* _Exercise input_:

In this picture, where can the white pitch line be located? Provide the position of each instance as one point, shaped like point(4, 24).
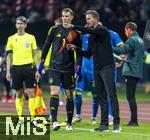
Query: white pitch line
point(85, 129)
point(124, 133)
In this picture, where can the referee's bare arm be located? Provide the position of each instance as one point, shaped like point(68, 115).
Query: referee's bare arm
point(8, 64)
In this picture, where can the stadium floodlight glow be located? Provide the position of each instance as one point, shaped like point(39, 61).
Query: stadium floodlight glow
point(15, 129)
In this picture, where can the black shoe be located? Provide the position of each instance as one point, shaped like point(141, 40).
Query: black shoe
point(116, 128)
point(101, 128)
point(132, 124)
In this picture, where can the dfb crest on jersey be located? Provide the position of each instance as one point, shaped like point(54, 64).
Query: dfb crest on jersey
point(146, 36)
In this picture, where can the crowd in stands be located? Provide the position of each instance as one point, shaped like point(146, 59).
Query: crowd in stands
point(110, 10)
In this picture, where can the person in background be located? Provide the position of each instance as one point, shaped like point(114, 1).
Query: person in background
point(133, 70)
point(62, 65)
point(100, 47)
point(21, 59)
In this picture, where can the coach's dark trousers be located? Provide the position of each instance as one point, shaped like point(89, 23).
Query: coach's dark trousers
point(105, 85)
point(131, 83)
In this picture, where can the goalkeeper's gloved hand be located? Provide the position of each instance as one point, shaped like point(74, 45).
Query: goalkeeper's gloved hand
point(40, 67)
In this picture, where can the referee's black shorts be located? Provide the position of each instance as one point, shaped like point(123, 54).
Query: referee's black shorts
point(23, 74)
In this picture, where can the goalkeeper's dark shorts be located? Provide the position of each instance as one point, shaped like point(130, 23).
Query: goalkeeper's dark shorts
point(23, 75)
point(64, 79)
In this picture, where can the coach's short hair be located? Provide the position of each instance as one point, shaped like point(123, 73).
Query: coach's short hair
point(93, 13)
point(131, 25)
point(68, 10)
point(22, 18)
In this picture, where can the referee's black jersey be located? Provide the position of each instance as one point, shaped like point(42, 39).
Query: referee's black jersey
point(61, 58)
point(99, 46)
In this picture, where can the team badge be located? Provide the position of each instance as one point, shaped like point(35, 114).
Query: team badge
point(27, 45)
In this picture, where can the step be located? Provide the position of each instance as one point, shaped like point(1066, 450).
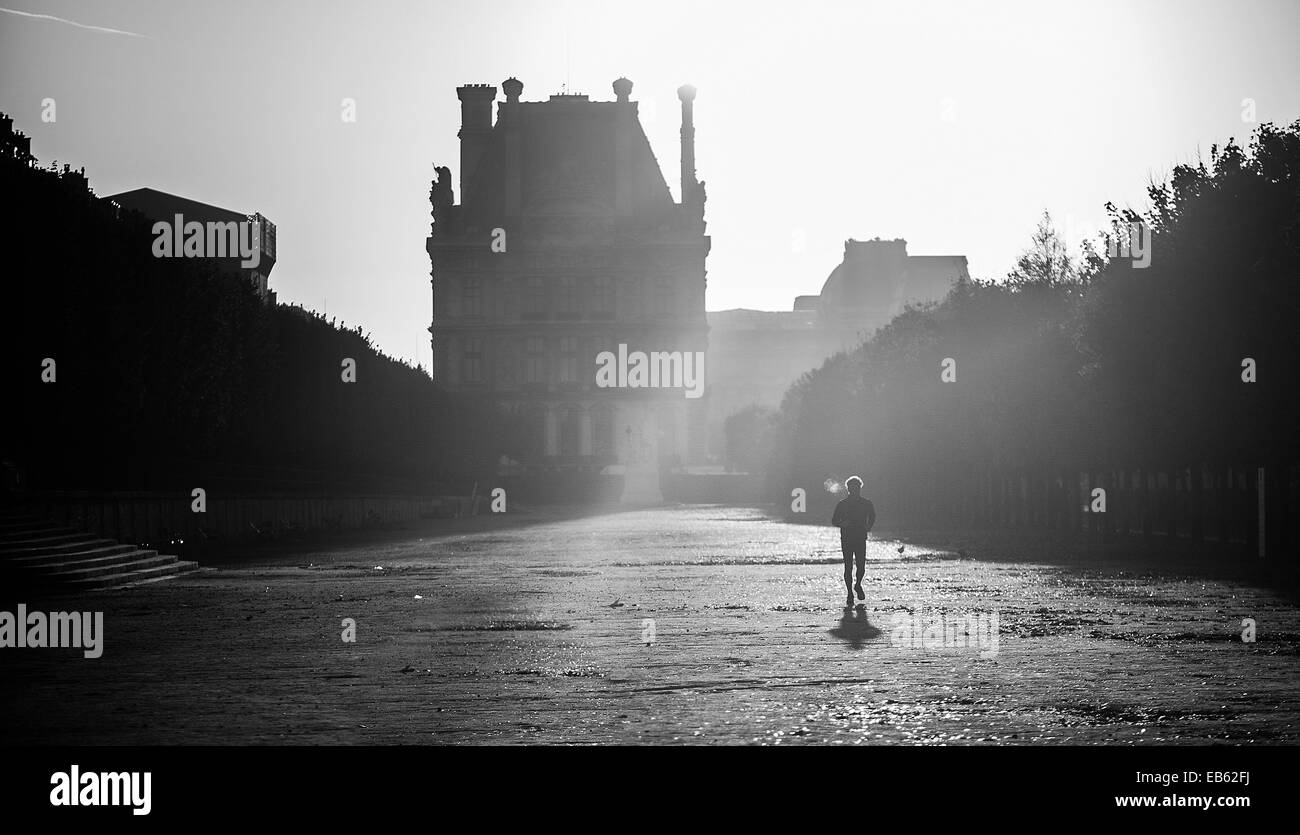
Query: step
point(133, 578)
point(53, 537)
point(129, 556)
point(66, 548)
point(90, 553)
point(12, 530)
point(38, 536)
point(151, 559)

* _To do_: Reproduce all of the rows above verbatim, but omit the pictures.

* _Response to the exercise_:
In this picture, where can the white pitch line be located? Provide the position of each instance as one point, shaped like point(4, 24).
Query: white pitch line
point(85, 129)
point(124, 133)
In this picture, where can the referee's bare arm be located? Provide the position of each instance as one point, shaped like point(68, 115).
Query: referee's bare arm
point(8, 64)
In this picture, where can the stadium floodlight glow be located? Provide the position of each instance as one point, shaped like point(39, 61).
Query: stadium floodlight glow
point(15, 129)
In this picture, where can the black shoe be located? Provide the position of each instance as one point, shaped like point(141, 40).
Query: black shoe
point(116, 128)
point(101, 128)
point(132, 124)
In this picture, where can the dfb crest on jersey be located? Provide the position of each instance as one point, shaped like point(54, 64).
Query: dfb crest on jersey
point(146, 36)
In this picture, where can the crowd in stands be located? Provide the position of each instance as one point, shaped like point(146, 59).
Query: crowd in stands
point(110, 10)
In this picture, where can the person in background be located? Provide the position of each instance as one point, shaped like point(114, 1).
Query: person in background
point(133, 70)
point(62, 65)
point(100, 47)
point(21, 59)
In this picture, where can the coach's dark trousers be located? Provide the position of each instance as one point, shaped like point(89, 23).
Query: coach's dark trousers
point(105, 85)
point(131, 83)
In this picture, where can the goalkeeper's gloved hand be located? Provide the position of each instance as one point, shaped like point(74, 45).
Query: goalkeeper's gloved hand
point(40, 67)
In this picture, where can the referee's black shorts be located? Provide the position of each instance as one point, shaped like point(123, 54).
Query: referee's black shorts
point(23, 74)
In this picture, where can the goalkeeper's dark shorts be located? Provide the position of each instance as one point, shaped like point(130, 23).
Query: goalkeeper's dark shorts
point(23, 75)
point(64, 79)
In this picture, where can the coach's short hair be located? Provide the position of each instance as one point, shaped like point(123, 73).
Query: coach's short hair
point(93, 13)
point(131, 25)
point(68, 10)
point(22, 18)
In this picture, where can the referee's black jersey be located? Provide the position of each instance as one point, shaped like point(42, 39).
Query: referee's black jersey
point(61, 58)
point(99, 46)
In this picture, where can the team badge be located? Provide the position of each instance as one point, shaped like point(35, 114).
Query: team badge
point(27, 45)
In this picture, where can the step be located? Provide the position of each instance as one point, shaped like point(1066, 450).
Query: step
point(133, 578)
point(53, 537)
point(129, 556)
point(66, 548)
point(90, 553)
point(12, 530)
point(38, 536)
point(151, 559)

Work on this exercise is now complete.